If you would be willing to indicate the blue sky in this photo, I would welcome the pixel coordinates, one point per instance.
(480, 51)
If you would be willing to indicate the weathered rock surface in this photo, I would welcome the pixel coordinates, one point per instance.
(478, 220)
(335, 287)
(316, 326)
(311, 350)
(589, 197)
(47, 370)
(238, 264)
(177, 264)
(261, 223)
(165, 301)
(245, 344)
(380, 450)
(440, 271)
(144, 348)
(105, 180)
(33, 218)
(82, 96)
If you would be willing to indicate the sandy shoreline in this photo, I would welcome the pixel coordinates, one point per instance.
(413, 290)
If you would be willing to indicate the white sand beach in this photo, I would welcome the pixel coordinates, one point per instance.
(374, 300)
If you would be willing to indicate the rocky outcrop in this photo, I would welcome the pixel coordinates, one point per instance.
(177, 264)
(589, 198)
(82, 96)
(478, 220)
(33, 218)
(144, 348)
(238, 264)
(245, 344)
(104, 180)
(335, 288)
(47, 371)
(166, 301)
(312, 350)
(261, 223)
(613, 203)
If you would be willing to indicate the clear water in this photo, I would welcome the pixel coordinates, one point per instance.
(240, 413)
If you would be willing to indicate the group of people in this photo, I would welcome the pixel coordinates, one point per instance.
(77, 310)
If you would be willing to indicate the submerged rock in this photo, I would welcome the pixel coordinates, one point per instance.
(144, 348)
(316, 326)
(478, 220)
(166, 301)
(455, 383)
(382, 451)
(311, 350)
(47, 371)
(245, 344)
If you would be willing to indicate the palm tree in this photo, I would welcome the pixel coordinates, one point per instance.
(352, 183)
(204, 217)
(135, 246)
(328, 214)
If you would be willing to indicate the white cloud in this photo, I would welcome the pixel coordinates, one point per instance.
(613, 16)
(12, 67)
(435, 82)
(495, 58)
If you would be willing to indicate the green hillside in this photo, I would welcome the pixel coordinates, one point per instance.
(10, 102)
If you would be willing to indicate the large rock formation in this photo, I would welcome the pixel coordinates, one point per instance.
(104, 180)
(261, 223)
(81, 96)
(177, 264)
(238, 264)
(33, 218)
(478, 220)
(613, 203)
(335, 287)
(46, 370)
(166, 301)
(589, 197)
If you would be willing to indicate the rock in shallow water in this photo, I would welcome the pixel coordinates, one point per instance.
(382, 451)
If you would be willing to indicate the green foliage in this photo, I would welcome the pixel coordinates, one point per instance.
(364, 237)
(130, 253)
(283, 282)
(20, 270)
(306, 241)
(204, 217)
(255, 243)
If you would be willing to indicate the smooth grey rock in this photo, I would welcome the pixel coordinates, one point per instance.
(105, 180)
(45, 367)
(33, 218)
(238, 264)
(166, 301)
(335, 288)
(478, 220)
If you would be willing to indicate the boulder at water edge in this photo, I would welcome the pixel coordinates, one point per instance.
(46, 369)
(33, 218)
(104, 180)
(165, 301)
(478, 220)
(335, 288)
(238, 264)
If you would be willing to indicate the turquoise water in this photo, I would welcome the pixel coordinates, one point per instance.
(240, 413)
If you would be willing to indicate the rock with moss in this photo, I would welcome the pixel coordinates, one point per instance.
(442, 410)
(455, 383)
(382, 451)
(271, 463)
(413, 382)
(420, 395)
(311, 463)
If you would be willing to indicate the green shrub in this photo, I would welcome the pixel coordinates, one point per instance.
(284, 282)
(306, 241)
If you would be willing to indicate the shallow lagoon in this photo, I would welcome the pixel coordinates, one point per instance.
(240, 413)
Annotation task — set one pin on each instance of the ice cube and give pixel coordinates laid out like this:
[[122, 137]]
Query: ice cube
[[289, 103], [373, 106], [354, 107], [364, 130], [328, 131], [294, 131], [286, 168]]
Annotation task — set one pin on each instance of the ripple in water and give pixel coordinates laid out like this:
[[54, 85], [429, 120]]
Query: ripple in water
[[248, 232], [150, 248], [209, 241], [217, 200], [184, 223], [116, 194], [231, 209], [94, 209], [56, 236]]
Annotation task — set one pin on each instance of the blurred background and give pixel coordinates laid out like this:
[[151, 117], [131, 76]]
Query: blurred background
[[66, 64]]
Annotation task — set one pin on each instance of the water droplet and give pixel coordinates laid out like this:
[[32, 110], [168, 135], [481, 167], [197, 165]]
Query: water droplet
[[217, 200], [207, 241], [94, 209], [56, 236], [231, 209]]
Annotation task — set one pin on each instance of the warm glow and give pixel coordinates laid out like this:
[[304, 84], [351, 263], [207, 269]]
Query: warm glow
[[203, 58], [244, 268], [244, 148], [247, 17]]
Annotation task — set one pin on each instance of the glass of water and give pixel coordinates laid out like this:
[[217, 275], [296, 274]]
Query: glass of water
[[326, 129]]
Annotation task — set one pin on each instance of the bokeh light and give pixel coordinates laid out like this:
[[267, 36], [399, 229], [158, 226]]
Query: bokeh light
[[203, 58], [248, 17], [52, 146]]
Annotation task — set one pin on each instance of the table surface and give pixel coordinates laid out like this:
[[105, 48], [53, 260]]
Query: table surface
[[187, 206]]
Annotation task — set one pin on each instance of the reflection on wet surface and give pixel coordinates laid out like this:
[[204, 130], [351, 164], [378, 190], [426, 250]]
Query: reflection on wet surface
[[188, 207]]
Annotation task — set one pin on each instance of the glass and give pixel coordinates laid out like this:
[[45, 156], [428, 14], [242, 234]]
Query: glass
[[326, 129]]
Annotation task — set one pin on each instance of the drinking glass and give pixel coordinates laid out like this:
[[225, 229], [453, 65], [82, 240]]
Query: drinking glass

○ ○ ○ ○ ○ ○ ○

| THE EXERCISE |
Reproduce every one of the records above, line for line, without altering any character.

| FINISHED EXERCISE |
If you would be willing to indicate the blue sky in this photo, I would welcome the pixel coordinates, one point per instance.
(480, 51)
If you would be willing to indicate the weathered rock surface in this photo, I would welcome the pixel coordinates, one point per instance.
(478, 220)
(335, 287)
(316, 326)
(311, 350)
(589, 197)
(47, 370)
(238, 264)
(177, 264)
(261, 223)
(165, 301)
(245, 344)
(380, 450)
(440, 271)
(144, 348)
(105, 180)
(33, 218)
(82, 96)
If you would be willing to indicate the sandy shoreline in this photo, I would welcome the pixel coordinates, one point per instance.
(413, 290)
If you would be willing to indicate the white sand beach in this photo, I would welcome the pixel coordinates, one point per instance.
(374, 300)
If you would be willing to indicate the rocky outcrop in this photo, I would welcome the pixel coordinates, one point per instance.
(177, 264)
(589, 198)
(82, 96)
(478, 220)
(33, 218)
(144, 348)
(238, 264)
(245, 344)
(104, 180)
(335, 288)
(47, 371)
(166, 301)
(312, 350)
(261, 223)
(613, 203)
If you would be willing to indicate the clear water in this photo, I would welcome the pixel coordinates, one point per instance.
(240, 413)
If you would be willing to indicate the group of people in this photo, I would welcome the pixel coordinates, one point per instance.
(77, 310)
If you would be willing to indicate the submerged rock in this photo, I would welcome the pixel coordinates, one point per instance.
(144, 348)
(316, 326)
(478, 220)
(166, 301)
(455, 383)
(382, 451)
(311, 350)
(47, 371)
(245, 344)
If you would be willing to indicate the palm tree in this photo, I would welcome the pixel coordinates, one point per instance.
(352, 183)
(204, 217)
(135, 246)
(328, 214)
If you would be willing to indicate the white cloud in this photo, I would welcome the pixel coordinates, one point per instance.
(613, 16)
(12, 67)
(435, 82)
(495, 58)
If you would be willing to indicate the green hillside in this photo, I would welcome the pixel coordinates, one point per instance.
(10, 102)
If you would be willing to indicate the large rock formation in this photo, I would welcome the pixel coordinates, one point per instance.
(104, 180)
(261, 223)
(81, 96)
(177, 264)
(238, 264)
(33, 218)
(478, 220)
(613, 203)
(335, 287)
(46, 370)
(166, 301)
(589, 197)
If you would be willing to indicate the rock in shallow water in this photo, I would welcome the pixel coordinates, one point per instance.
(382, 451)
If you would be willing to indicate the green foliage in this photo, I would welcome the pixel coordinates, one point per instance.
(364, 237)
(130, 253)
(283, 282)
(20, 270)
(306, 241)
(204, 217)
(255, 243)
If you would be willing to indicate the smooth grey rock in this photo, I would welcome the pixel coordinates, one point per instance.
(105, 180)
(45, 367)
(33, 218)
(238, 264)
(166, 301)
(335, 288)
(478, 220)
If you would be willing to indicate the boulder at water edge in this photo, I would welcome the pixel coordinates, one point per instance.
(46, 369)
(33, 218)
(104, 180)
(165, 301)
(478, 220)
(335, 288)
(238, 264)
If you would be willing to indicate the turquoise water in this photo, I would welcome the pixel coordinates, one point per instance.
(240, 413)
If you would be willing to indicate the rock with moss in this photo, I would welcome the pixel coordinates, one point per instance.
(442, 410)
(455, 383)
(382, 451)
(271, 463)
(413, 382)
(420, 395)
(311, 463)
If you would be willing to indicate the green shrub in this photo, I would welcome the pixel coordinates, one point per instance.
(284, 282)
(306, 241)
If you would be willing to indicate the shallow lagoon in this photo, I would welcome the pixel coordinates, one point per instance.
(240, 413)
Annotation task — set one pin on each instance of the ice cube and give pixel coordinates laid out like this:
[[122, 137]]
Query: ice cube
[[289, 103], [373, 106], [354, 107], [364, 130], [328, 131], [294, 131], [286, 168]]
Annotation task — set one pin on each instance of the ripple in water and give pixel coordinates laid out like this:
[[54, 85], [429, 120]]
Query: ripple in water
[[248, 232], [150, 248], [209, 241], [217, 200], [184, 223], [116, 194], [231, 209], [94, 209], [56, 236]]
Annotation task — set one pin on each instance of the blurred background and give pixel coordinates laid out like this:
[[151, 117], [131, 76]]
Query: blurred background
[[66, 64]]
Annotation task — set one pin on each instance of the water droplet and give pixel coordinates laid out like this:
[[32, 110], [168, 135], [481, 167], [197, 165]]
Query: water droplet
[[217, 200], [207, 241], [94, 209], [56, 236], [231, 209]]
Annotation task — set one pin on each instance of the warm glow and give pixel coordinates laid out like this:
[[304, 84], [351, 263], [207, 269]]
Query: warm glow
[[203, 58], [244, 268], [244, 148], [247, 17]]
Annotation task — set one pin on each instance of the glass of water and give pixel coordinates laid out like this:
[[217, 275], [296, 274]]
Query: glass of water
[[326, 129]]
Annotation task — set one pin on each instance of the bokeh light and give pixel coordinates laid out like this:
[[267, 36], [399, 229], [158, 226]]
Query: bokeh light
[[203, 58], [248, 17], [52, 146]]
Annotation task — set one pin on each instance of the table surface and give pixel coordinates laid out like this:
[[105, 48], [53, 260]]
Query: table surface
[[187, 206]]
Annotation task — set one pin on each instance of the reflection on wet surface and give pixel coordinates laid out like this:
[[204, 130], [351, 164], [378, 190], [426, 250]]
Query: reflection on wet surface
[[188, 207]]
Annotation task — set one pin on each instance of the glass and give pixel coordinates laid out like this:
[[45, 156], [428, 14], [242, 234]]
Query: glass
[[326, 129]]
Annotation task — set one pin on each instance of the drinking glass and give pixel coordinates laid out like this:
[[225, 229], [453, 65], [82, 240]]
Query: drinking glass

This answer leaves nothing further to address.